WHAT TO WORK ON - Count the lines below that contain the string "grey". Case matters. Reply with the number alone.

------------------------

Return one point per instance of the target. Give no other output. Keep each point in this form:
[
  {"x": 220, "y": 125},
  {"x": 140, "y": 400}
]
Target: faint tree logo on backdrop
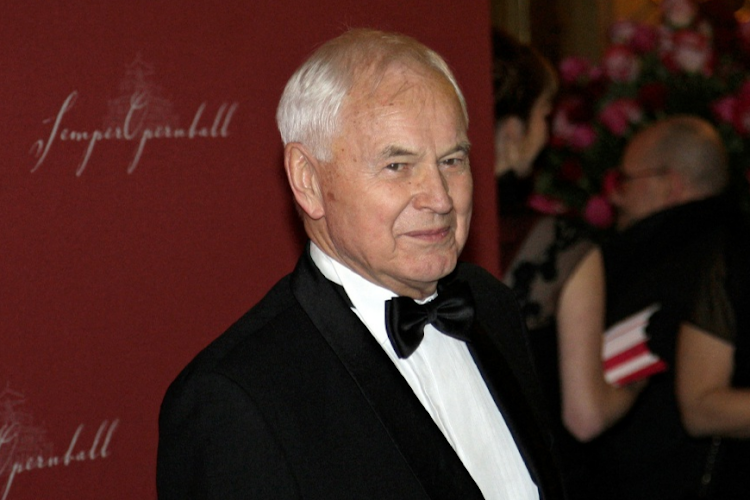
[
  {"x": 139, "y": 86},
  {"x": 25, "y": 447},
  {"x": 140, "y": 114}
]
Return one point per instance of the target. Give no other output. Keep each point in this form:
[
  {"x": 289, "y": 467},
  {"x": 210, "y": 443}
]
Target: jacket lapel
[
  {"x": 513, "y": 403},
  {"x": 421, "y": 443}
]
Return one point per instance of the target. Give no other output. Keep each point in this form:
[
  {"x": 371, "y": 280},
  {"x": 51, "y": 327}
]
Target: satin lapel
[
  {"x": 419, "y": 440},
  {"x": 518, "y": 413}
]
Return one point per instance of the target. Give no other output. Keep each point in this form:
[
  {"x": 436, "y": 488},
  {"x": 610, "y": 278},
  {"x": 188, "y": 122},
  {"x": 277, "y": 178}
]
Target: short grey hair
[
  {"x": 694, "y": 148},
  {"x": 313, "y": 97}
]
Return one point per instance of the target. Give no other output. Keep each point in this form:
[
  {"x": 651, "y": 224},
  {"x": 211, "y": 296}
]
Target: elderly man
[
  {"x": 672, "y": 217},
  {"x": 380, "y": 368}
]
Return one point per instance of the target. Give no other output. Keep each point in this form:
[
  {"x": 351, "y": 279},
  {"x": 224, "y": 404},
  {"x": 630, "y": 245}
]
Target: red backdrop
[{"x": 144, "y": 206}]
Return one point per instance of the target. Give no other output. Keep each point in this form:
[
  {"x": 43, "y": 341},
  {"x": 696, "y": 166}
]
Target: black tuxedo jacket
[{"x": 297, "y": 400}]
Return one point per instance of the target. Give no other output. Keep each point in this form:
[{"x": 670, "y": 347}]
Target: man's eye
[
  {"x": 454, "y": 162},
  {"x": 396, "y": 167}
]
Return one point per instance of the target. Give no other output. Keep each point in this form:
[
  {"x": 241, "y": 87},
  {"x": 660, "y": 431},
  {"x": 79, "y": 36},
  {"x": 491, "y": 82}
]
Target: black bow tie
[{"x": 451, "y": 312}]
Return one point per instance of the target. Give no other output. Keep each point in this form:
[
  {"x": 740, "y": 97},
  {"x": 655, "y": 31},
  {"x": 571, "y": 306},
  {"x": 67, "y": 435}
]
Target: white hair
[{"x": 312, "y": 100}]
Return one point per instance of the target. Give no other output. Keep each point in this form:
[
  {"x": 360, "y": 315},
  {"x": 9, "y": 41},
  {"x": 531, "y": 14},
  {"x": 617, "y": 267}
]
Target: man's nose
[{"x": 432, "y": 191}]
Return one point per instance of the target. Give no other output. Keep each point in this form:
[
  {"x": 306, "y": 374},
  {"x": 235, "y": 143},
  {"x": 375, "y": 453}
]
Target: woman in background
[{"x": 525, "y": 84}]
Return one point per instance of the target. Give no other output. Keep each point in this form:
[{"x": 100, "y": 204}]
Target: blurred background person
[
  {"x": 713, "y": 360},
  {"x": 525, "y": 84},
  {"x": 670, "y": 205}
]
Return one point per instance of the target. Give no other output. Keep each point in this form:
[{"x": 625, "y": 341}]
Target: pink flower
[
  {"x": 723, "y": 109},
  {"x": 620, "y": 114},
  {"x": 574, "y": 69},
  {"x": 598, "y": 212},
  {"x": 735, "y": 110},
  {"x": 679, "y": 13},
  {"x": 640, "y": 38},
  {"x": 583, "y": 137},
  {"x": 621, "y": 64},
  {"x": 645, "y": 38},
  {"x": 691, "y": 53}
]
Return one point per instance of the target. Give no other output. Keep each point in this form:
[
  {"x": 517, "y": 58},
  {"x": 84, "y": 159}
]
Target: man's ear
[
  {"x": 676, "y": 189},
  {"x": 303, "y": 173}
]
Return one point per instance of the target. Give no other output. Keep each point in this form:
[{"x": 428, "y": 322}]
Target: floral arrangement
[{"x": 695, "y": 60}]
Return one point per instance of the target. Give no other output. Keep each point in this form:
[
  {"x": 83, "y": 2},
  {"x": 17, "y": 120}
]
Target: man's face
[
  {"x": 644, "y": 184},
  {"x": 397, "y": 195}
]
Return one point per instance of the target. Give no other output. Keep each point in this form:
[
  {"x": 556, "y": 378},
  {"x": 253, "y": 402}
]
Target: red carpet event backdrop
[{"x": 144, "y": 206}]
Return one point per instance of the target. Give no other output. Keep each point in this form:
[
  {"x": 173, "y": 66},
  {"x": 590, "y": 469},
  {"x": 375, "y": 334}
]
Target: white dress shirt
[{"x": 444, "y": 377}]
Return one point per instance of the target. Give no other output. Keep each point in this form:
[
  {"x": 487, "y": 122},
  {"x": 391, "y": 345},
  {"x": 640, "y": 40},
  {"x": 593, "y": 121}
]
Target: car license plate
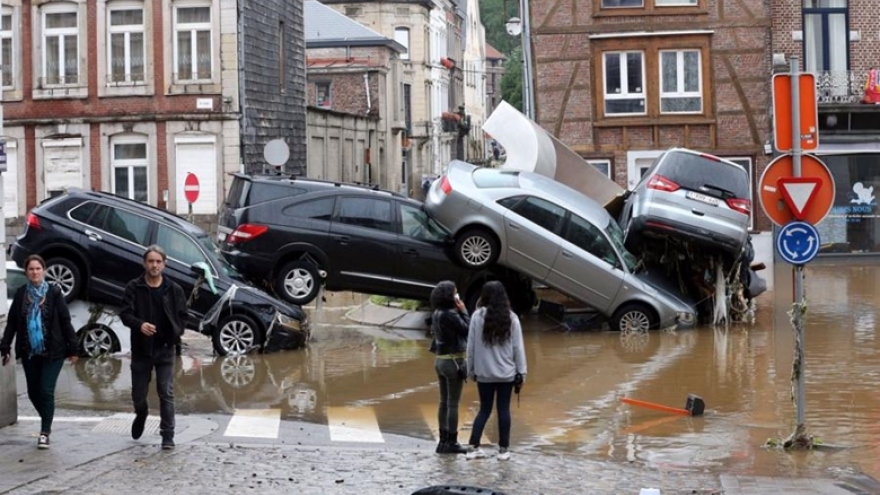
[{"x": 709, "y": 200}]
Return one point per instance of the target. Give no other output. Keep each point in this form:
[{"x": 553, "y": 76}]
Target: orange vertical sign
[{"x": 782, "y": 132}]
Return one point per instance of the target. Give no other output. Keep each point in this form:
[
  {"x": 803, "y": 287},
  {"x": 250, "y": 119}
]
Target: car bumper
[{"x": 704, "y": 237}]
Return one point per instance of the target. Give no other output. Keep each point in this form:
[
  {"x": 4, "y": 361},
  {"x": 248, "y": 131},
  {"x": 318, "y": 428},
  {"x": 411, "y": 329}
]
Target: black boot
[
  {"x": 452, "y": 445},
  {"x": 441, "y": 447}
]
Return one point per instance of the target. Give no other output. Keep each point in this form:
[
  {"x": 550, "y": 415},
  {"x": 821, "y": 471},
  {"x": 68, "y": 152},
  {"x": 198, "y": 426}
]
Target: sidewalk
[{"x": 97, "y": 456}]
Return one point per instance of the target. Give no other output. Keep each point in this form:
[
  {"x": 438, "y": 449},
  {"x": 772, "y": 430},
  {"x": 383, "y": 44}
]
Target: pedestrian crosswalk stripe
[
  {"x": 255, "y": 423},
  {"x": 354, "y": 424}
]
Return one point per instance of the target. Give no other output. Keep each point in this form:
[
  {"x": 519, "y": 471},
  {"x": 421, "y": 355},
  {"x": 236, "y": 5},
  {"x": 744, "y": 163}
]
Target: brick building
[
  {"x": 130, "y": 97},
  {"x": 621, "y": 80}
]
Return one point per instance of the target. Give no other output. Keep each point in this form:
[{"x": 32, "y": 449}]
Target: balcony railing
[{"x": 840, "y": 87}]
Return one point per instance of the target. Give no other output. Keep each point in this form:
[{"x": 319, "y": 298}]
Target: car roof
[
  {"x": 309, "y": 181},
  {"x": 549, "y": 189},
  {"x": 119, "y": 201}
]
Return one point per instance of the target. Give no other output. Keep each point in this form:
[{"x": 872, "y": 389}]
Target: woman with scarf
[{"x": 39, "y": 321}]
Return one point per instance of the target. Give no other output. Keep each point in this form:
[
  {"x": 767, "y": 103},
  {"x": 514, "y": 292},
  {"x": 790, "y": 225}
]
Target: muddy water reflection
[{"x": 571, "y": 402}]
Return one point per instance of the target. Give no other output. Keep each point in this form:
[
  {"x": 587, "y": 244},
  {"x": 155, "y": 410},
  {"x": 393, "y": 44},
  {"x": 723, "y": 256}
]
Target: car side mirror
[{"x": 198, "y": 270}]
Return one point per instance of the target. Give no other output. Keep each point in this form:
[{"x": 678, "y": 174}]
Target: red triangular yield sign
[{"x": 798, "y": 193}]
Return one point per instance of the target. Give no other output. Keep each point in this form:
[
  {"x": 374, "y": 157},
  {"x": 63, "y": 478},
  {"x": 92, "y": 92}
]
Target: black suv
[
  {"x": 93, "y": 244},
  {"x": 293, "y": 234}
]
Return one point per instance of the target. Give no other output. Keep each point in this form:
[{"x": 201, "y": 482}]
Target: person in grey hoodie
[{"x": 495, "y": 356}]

------------------------

COMPLETE ANSWER - 2